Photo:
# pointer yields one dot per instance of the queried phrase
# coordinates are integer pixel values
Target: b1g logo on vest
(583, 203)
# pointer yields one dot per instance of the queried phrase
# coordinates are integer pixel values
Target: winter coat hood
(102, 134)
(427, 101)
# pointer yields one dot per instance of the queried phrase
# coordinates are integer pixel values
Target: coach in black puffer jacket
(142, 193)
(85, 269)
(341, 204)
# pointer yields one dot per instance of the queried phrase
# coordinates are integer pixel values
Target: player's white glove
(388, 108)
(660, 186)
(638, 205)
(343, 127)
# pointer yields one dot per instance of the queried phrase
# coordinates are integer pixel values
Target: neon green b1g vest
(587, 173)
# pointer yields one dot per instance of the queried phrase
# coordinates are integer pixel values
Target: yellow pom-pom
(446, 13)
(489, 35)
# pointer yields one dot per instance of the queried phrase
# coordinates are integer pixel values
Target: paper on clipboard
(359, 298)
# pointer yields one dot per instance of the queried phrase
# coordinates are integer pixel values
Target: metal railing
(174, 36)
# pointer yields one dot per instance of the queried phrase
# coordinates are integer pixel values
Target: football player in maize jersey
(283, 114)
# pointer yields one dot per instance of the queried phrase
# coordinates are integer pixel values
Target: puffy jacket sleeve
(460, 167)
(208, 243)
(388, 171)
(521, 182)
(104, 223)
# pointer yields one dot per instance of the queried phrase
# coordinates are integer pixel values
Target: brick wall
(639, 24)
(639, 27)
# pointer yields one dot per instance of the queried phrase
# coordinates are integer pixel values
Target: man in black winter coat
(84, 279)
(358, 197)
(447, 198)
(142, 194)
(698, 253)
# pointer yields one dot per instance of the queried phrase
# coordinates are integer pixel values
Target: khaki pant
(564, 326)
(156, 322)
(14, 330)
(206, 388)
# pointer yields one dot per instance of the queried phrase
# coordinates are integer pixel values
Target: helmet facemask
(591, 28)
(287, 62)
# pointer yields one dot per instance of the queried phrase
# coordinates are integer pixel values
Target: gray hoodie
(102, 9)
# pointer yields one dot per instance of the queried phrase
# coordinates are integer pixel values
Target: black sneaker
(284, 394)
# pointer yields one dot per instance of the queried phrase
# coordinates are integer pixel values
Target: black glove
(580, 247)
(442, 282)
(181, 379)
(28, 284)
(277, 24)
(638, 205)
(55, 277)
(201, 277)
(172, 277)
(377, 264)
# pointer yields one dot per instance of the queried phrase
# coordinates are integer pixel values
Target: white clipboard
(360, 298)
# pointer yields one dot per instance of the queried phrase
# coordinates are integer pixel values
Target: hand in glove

:::::

- Work to complete -
Please identify each line above that contains the string "coat" and copy those lines in full. Case counts when matching.

- Task solution -
Target: winter coat hood
Target: man in black winter coat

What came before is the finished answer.